[Region annotation entries]
○ ○ ○

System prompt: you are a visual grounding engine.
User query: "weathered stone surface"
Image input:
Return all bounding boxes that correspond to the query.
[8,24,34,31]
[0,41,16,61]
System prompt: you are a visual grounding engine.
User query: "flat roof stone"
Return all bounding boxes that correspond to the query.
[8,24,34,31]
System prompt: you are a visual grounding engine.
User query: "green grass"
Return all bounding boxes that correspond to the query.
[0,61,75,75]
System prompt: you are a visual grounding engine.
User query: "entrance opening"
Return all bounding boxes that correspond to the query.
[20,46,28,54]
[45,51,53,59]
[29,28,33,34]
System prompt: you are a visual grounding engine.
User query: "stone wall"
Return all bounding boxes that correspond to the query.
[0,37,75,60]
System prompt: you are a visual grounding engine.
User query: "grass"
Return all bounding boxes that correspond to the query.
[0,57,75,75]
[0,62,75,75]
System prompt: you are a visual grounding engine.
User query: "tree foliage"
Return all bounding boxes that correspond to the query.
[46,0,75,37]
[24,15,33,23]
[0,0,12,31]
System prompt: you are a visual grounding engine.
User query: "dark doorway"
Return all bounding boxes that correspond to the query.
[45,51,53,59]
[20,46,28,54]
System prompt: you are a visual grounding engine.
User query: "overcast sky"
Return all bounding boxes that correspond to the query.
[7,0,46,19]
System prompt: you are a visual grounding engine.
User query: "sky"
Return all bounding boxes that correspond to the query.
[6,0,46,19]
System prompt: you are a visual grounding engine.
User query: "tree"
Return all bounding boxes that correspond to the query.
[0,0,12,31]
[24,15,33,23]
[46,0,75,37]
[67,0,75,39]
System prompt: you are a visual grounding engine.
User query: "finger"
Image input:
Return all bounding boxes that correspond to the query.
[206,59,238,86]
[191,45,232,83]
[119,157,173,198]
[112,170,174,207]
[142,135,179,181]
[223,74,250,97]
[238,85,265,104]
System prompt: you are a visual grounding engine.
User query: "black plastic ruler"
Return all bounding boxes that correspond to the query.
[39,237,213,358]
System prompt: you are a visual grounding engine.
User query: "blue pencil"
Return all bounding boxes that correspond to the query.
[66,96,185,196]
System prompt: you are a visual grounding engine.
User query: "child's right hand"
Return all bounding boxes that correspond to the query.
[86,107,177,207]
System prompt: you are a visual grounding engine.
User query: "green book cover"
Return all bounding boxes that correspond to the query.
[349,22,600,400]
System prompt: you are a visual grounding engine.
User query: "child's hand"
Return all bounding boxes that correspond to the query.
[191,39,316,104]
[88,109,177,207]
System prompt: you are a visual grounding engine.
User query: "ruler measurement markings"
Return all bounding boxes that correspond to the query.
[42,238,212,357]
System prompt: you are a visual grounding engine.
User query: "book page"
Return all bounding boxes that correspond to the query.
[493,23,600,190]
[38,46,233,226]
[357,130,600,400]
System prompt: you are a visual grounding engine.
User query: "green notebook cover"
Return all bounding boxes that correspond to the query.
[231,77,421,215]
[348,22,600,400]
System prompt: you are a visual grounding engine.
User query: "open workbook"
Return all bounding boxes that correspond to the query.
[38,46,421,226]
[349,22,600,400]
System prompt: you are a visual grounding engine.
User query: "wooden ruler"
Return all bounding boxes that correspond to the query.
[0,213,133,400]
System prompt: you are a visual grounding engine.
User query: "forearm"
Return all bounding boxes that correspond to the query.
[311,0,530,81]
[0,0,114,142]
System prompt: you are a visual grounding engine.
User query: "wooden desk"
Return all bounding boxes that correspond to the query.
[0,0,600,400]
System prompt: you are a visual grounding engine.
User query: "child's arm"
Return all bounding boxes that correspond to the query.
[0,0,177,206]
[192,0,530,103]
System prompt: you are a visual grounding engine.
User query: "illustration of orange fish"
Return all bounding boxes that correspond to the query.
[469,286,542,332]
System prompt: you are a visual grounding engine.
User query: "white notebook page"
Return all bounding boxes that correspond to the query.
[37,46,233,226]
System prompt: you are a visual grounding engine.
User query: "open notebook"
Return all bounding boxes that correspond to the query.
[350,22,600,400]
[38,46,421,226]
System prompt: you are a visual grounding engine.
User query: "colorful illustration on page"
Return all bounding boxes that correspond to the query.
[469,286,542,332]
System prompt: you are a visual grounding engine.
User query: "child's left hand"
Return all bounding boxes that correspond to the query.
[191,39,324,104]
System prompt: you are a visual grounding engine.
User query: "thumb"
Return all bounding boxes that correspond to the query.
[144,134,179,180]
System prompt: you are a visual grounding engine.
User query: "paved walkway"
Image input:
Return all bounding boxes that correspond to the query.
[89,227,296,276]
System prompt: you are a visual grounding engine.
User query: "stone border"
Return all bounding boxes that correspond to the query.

○ ○ ○

■ INSTRUCTIONS TO FOLLOW ■
Update the records above by changing every instance of "visual grounding engine" to "region locator" and leaving everything else as it is.

■ EXERCISE OUTPUT ■
System prompt: you are a region locator.
User query: "weathered stone surface"
Image input:
Return all bounding boxes that correspond to the query.
[8,24,34,31]
[0,41,16,61]
System prompt: you are a region locator.
User query: "flat roof stone"
Return all bounding boxes that correspond to the query.
[8,24,34,31]
System prompt: you are a region locator.
User query: "green grass"
Return all bounding boxes that correspond to the query.
[0,61,75,75]
System prompt: you are a region locator.
User query: "entrance opening"
Return all bounding boxes that correspond to the query.
[20,46,28,54]
[45,51,53,59]
[29,28,33,34]
System prompt: you are a region locator.
User query: "stone wall"
Return all bounding boxes that correspond to the query.
[0,37,75,60]
System prompt: you are a region locator.
User query: "grass"
Return all bounding boxes that correspond to the query.
[0,57,75,75]
[0,62,75,75]
System prompt: you are a region locator.
User query: "tree foliage"
Return all bounding boxes that correspond to the query.
[46,0,75,37]
[24,15,33,23]
[0,0,12,31]
System prompt: you are a region locator.
User query: "dark doorway"
Return all bounding boxes that correspond to the query.
[45,51,53,59]
[20,46,28,54]
System prompt: you are a region locator.
User query: "overcast sky"
Return all bounding boxes that correspond to the query.
[7,0,46,19]
System prompt: you are a region locator.
User query: "sky"
Return all bounding boxes that correspond to the query.
[6,0,46,19]
System prompt: you are a region locator.
User query: "tree"
Return all bounding boxes that correspond to the query.
[0,0,12,31]
[24,15,33,23]
[46,0,75,37]
[67,0,75,39]
System prompt: you are a region locator.
User query: "finger"
Image input:
Return all bounding boxes that correspond to the query.
[206,59,238,86]
[191,45,232,83]
[119,157,173,198]
[112,170,174,207]
[142,135,179,181]
[223,74,250,97]
[238,85,265,104]
System prompt: you are a region locator.
User query: "black plastic ruler"
Return all bounding boxes that correspond to the query.
[39,237,213,358]
System prompt: you are a region locator.
User query: "blue pencil"
Return all bounding boxes that correspond to the query.
[66,96,185,196]
System prompt: you are a region locator.
User query: "child's right hand"
Return all bounding boxes that correspond to the query.
[86,107,177,207]
System prompt: you are a region locator.
User query: "green book cover"
Return all bounding boxes that correspond to the query.
[349,22,600,400]
System prompt: you are a region locator.
User query: "child's hand"
Return all bounding boxes that correspond to the query.
[191,39,316,104]
[88,109,177,207]
System prompt: you are a region locator.
User query: "ruler measurement markings"
Return all bounding boxes that correspond to the query.
[42,238,212,357]
System prompt: you are a region locator.
User query: "book page"
Return all bounding boxes that correspond to the query.
[493,23,600,190]
[38,46,233,226]
[357,130,600,400]
System prompt: you are a region locator.
User query: "green notebook cover"
Return all bounding boxes that correspond to the query.
[231,77,421,215]
[348,22,600,400]
System prompt: you are a region locator.
User query: "open workbook"
Return all bounding boxes that correspond to the query.
[38,46,421,226]
[349,22,600,400]
System prompt: you are a region locator.
User query: "wooden ruler"
Return all bounding boxes that correspond to the query.
[0,213,133,400]
System prompt: you are a region locator.
User query: "forearm"
Return all bounding boxes that correspond to the query.
[311,0,530,81]
[0,0,114,142]
System prompt: you are a region locator.
User query: "wooden desk"
Return all bounding boxes that correspond to the query.
[0,0,600,400]
System prompt: you are a region locator.
User query: "child's arm"
Return all bounding boxes that correspond to the query.
[0,0,177,206]
[192,0,530,103]
System prompt: you are a region locator.
User query: "illustration of orange fish"
Return all bounding boxes that correspond to the query.
[469,286,542,332]
System prompt: you are a region locator.
User query: "white notebook page"
Return all bounding boxes that correspond to the query.
[37,46,233,226]
System prompt: you are a region locator.
User query: "open notebook"
Return all bounding boxes that correspond to the query.
[350,22,600,400]
[38,46,421,226]
System prompt: you are a region locator.
User query: "colorful illustration on page"
Return all bounding boxes that correspond to the query.
[469,286,542,332]
System prompt: you are a region locator.
User query: "child's left hand"
Return all bounding boxes that correspond to the query.
[191,39,324,104]
System prompt: you are a region locator.
User query: "thumb"
Return all bounding boxes that correspond to the query.
[144,134,179,180]
System prompt: you are a region locator.
User query: "paved walkway"
Image input:
Return all bounding boxes that correspond to the query.
[89,227,296,276]
System prompt: you are a region locator.
User query: "stone border"
Return all bounding boxes that correspond to the query.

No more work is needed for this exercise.